What this task involves: Turn the rows from the line containing "Ground iron railing" through the line containing "112, 33, 136, 70", both included, into a numbered list. Leave out any blank lines.
** START Data in this exercise **
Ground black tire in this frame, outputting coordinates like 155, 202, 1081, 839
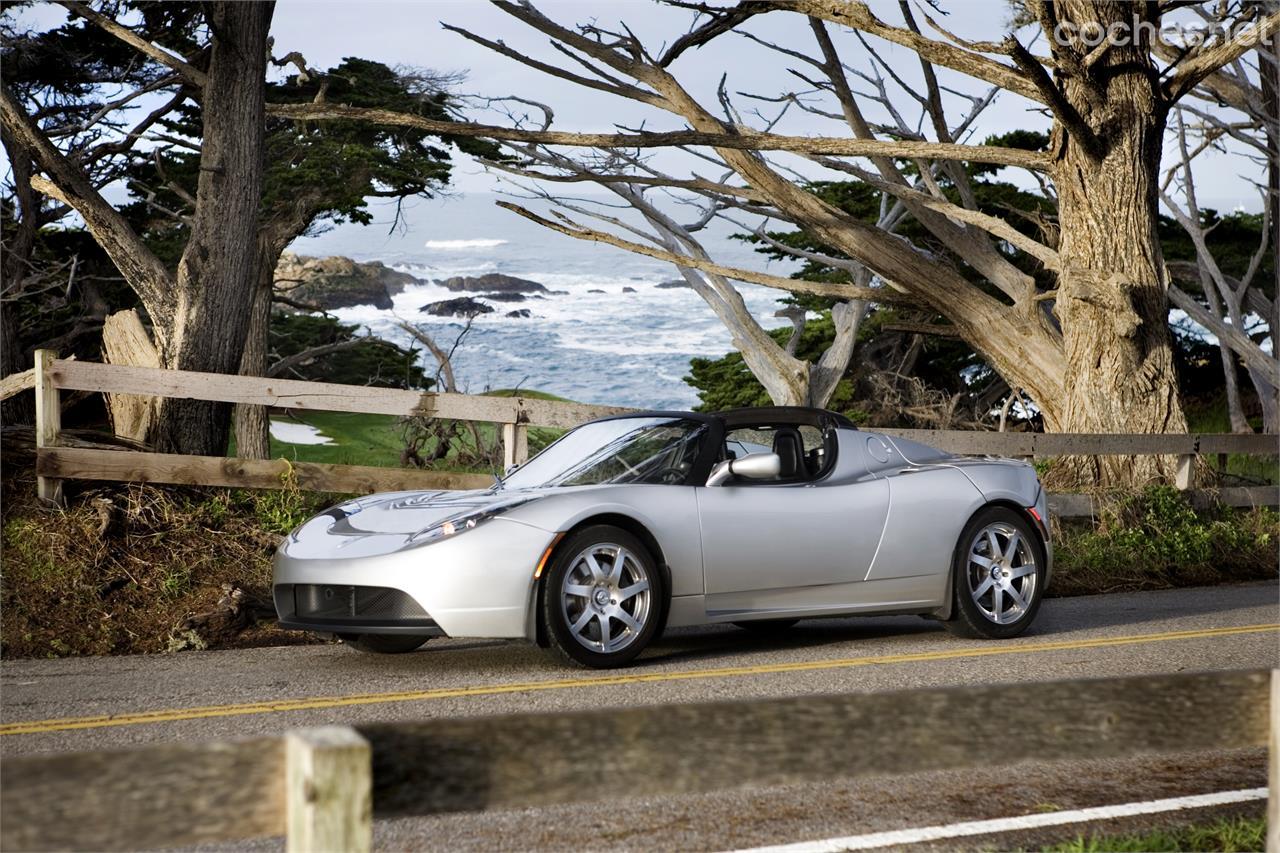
342, 634, 431, 654
733, 619, 800, 637
943, 506, 1046, 639
539, 524, 667, 669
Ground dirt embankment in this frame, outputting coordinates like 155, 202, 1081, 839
0, 470, 340, 657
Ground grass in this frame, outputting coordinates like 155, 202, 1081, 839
1044, 817, 1267, 853
1187, 394, 1280, 484
228, 388, 572, 473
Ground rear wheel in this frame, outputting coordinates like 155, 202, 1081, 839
543, 524, 667, 669
339, 634, 431, 654
945, 506, 1046, 639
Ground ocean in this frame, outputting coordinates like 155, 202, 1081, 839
291, 193, 794, 409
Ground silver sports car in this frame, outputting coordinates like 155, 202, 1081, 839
274, 407, 1052, 667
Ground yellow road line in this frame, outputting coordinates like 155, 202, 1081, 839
0, 622, 1280, 736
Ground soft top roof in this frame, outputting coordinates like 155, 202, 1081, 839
600, 406, 858, 429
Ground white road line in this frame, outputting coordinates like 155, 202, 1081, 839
739, 788, 1267, 853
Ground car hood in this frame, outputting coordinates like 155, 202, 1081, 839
320, 489, 535, 535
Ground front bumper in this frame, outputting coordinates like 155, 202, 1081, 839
273, 517, 554, 638
273, 584, 445, 637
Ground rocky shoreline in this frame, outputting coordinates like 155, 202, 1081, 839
275, 252, 636, 319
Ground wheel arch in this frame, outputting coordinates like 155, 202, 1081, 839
531, 512, 671, 648
934, 498, 1048, 621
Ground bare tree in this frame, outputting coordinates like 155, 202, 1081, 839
0, 0, 274, 455
1161, 25, 1280, 433
280, 0, 1280, 484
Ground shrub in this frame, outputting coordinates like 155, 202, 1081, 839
1053, 485, 1280, 596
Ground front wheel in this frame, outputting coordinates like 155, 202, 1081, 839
945, 506, 1046, 639
339, 634, 431, 654
543, 524, 667, 669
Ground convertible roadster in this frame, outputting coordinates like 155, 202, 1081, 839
274, 407, 1052, 667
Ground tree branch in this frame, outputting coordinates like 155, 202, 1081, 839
58, 0, 209, 88
1164, 10, 1280, 102
495, 201, 914, 302
0, 85, 174, 327
1169, 284, 1280, 377
266, 104, 1052, 172
774, 0, 1044, 104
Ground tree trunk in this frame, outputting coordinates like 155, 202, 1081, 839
0, 126, 40, 427
1249, 40, 1280, 434
155, 1, 274, 456
236, 237, 280, 459
1037, 0, 1187, 485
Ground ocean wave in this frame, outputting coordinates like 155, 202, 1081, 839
422, 237, 507, 252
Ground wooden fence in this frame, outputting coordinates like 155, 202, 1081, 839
0, 350, 1280, 517
0, 671, 1280, 853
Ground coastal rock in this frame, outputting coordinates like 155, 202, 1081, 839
275, 252, 422, 310
419, 296, 493, 316
439, 273, 550, 293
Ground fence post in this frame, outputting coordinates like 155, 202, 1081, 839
35, 350, 63, 506
1267, 670, 1280, 853
502, 424, 529, 470
1174, 453, 1196, 492
284, 726, 374, 853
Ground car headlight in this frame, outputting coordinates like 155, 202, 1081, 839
408, 498, 531, 544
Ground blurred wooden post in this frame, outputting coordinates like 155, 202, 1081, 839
1174, 453, 1196, 492
284, 726, 374, 853
35, 350, 63, 506
502, 424, 529, 470
1267, 670, 1280, 853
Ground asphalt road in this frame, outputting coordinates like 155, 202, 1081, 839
0, 583, 1280, 849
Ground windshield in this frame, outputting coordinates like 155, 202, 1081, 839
502, 418, 707, 489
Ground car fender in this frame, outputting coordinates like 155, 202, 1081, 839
504, 484, 704, 597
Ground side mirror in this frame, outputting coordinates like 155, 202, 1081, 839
707, 453, 782, 485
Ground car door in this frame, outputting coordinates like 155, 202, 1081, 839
695, 422, 888, 620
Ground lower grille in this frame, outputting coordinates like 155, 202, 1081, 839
274, 584, 430, 622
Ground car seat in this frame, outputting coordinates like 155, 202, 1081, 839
773, 429, 805, 480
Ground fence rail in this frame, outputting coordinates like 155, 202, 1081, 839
0, 671, 1280, 853
0, 350, 1280, 517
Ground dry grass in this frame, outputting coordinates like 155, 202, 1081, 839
0, 469, 332, 657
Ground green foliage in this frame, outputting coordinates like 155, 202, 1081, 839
248, 483, 316, 537
270, 311, 434, 391
1053, 485, 1280, 594
1044, 817, 1267, 853
122, 56, 500, 264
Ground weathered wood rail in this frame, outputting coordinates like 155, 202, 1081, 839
0, 671, 1280, 853
0, 350, 1280, 517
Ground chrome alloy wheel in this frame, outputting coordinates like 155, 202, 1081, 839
561, 542, 653, 654
965, 521, 1037, 625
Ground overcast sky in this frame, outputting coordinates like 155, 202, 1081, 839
4, 0, 1261, 211
264, 0, 1260, 211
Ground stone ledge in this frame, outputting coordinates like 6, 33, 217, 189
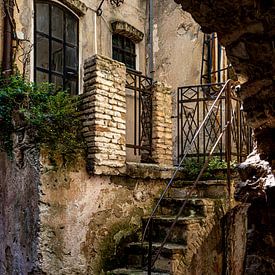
111, 21, 144, 43
126, 162, 179, 179
60, 0, 88, 16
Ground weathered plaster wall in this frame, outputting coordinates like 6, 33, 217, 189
175, 0, 275, 274
154, 1, 203, 88
39, 154, 167, 274
153, 1, 203, 162
0, 148, 39, 275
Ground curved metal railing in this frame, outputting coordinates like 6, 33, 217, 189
142, 79, 233, 274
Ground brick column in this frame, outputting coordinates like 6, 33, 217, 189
152, 82, 173, 166
82, 55, 126, 175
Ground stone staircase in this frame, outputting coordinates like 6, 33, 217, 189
107, 180, 229, 275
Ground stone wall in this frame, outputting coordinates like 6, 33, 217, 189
81, 55, 126, 174
0, 129, 40, 275
175, 0, 275, 274
152, 82, 173, 166
39, 152, 167, 275
81, 55, 173, 170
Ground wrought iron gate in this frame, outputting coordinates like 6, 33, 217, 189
177, 83, 252, 162
126, 69, 153, 162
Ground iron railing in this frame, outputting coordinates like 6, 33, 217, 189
126, 69, 153, 162
177, 83, 252, 162
142, 80, 253, 275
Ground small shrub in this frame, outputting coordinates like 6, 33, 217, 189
182, 157, 230, 180
0, 76, 83, 163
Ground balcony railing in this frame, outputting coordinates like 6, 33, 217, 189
126, 69, 153, 162
177, 83, 252, 165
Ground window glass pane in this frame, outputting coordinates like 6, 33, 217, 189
125, 54, 135, 69
125, 39, 135, 53
51, 41, 63, 73
66, 14, 77, 45
65, 79, 78, 95
52, 75, 63, 90
35, 70, 49, 83
65, 46, 78, 69
36, 34, 49, 69
112, 34, 136, 69
113, 49, 124, 62
36, 3, 49, 34
52, 6, 63, 40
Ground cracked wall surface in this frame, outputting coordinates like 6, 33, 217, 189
175, 0, 275, 274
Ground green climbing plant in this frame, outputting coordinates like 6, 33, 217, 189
0, 75, 83, 163
182, 157, 231, 180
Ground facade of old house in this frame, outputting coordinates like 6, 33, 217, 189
0, 0, 252, 275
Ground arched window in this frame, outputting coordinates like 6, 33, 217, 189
34, 1, 78, 94
112, 33, 136, 70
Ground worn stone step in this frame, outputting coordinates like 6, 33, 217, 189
143, 216, 205, 245
107, 268, 170, 275
166, 180, 227, 199
126, 242, 187, 272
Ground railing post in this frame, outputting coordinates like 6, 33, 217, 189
225, 82, 232, 206
148, 219, 153, 275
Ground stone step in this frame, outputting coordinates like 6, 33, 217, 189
166, 180, 227, 199
143, 216, 205, 245
126, 242, 187, 272
107, 268, 170, 275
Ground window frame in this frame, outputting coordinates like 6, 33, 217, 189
112, 33, 137, 71
33, 0, 80, 95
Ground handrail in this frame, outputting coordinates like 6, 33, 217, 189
142, 79, 232, 243
142, 79, 232, 275
150, 121, 232, 267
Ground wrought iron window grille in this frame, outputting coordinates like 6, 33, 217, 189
96, 0, 124, 16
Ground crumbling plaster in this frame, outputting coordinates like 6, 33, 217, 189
39, 156, 167, 275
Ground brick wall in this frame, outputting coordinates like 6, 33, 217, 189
152, 82, 173, 166
82, 55, 126, 174
81, 55, 172, 175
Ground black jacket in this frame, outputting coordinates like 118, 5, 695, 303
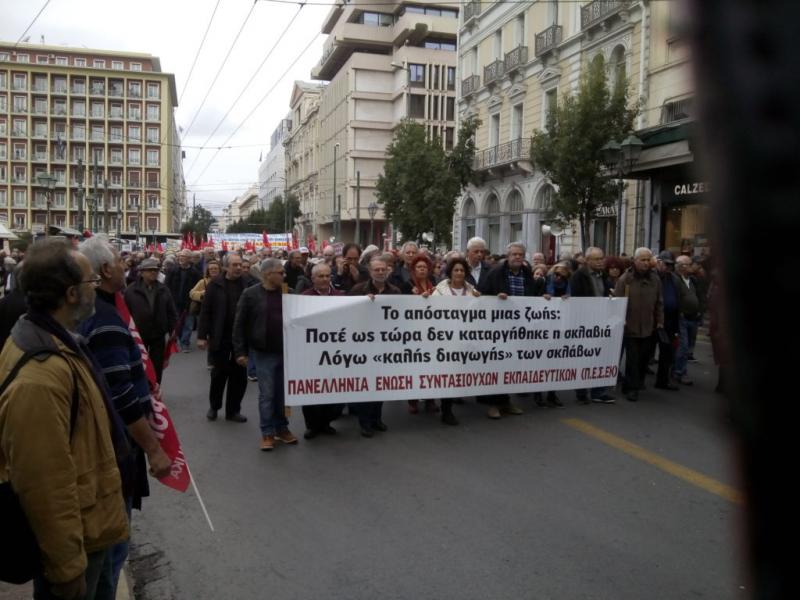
197, 273, 245, 351
478, 261, 545, 296
125, 279, 178, 340
164, 266, 203, 312
233, 285, 283, 356
569, 267, 614, 298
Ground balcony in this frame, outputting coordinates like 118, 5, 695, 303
534, 25, 563, 58
464, 0, 481, 27
581, 0, 630, 31
483, 59, 506, 87
503, 46, 528, 75
461, 75, 481, 96
473, 138, 533, 175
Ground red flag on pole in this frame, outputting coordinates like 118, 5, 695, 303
114, 292, 191, 492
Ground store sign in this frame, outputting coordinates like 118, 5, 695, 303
672, 181, 711, 197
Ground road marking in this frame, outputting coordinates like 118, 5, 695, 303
561, 419, 744, 504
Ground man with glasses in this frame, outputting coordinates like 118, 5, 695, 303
125, 258, 177, 383
197, 252, 247, 423
233, 258, 297, 452
467, 237, 490, 287
0, 238, 128, 600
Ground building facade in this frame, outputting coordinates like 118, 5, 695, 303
0, 43, 186, 235
258, 113, 292, 208
454, 0, 677, 260
304, 0, 458, 245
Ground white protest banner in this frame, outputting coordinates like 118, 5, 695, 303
283, 295, 627, 406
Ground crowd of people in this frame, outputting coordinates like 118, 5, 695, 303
0, 236, 724, 598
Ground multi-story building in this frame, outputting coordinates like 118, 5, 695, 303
0, 43, 185, 234
304, 0, 458, 245
283, 81, 325, 240
454, 0, 691, 258
258, 114, 292, 208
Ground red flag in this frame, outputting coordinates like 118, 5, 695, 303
114, 292, 191, 492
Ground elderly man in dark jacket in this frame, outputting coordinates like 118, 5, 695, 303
125, 258, 178, 383
478, 242, 553, 419
569, 247, 615, 404
197, 253, 247, 423
614, 248, 664, 402
164, 250, 203, 352
233, 258, 297, 452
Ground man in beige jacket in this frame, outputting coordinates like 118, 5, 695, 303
0, 238, 128, 600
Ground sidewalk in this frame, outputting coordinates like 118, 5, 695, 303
0, 567, 133, 600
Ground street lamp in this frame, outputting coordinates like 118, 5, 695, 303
333, 142, 342, 240
36, 173, 56, 237
367, 202, 378, 244
600, 134, 644, 253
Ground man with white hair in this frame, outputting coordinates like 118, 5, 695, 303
614, 248, 664, 402
466, 237, 491, 287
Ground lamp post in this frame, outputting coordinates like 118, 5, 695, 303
36, 173, 56, 237
367, 202, 378, 244
333, 142, 342, 241
600, 134, 643, 253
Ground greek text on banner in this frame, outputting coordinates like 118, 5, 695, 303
283, 294, 627, 406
** END Data in this exercise **
Task solution:
1. Ground iron railing in this frame, outputting coordinates like 6, 33, 217, 189
2. 126, 69, 153, 162
3. 177, 83, 252, 162
4. 142, 80, 253, 275
5. Ground small shrub in this frame, outputting coordinates like 6, 33, 217, 189
6. 182, 157, 230, 180
7. 0, 76, 83, 163
8. Ground balcony railing in this frame, outputting coordinates like 6, 33, 217, 189
9. 126, 69, 153, 162
10. 177, 83, 252, 165
11. Ground window glass pane in this frame, outputting coordinates like 6, 33, 217, 189
12. 125, 54, 135, 69
13. 125, 39, 135, 53
14. 51, 41, 63, 73
15. 66, 14, 77, 45
16. 65, 79, 78, 95
17. 52, 75, 63, 90
18. 35, 70, 49, 83
19. 65, 46, 78, 69
20. 36, 34, 49, 69
21. 112, 34, 136, 69
22. 113, 49, 124, 62
23. 36, 3, 49, 34
24. 52, 6, 63, 40
25. Ground cracked wall surface in this frame, outputting coordinates like 6, 33, 217, 189
26. 175, 0, 275, 274
27. Ground green climbing plant in this frame, outputting coordinates like 6, 33, 217, 189
28. 0, 75, 83, 163
29. 182, 157, 231, 180
30. Ground facade of old house in this frame, outputting coordinates like 6, 33, 217, 189
31. 0, 0, 252, 275
32. Ground arched window in this frame, outputting coordinates like 6, 33, 217, 189
33. 34, 1, 78, 94
34. 112, 33, 136, 70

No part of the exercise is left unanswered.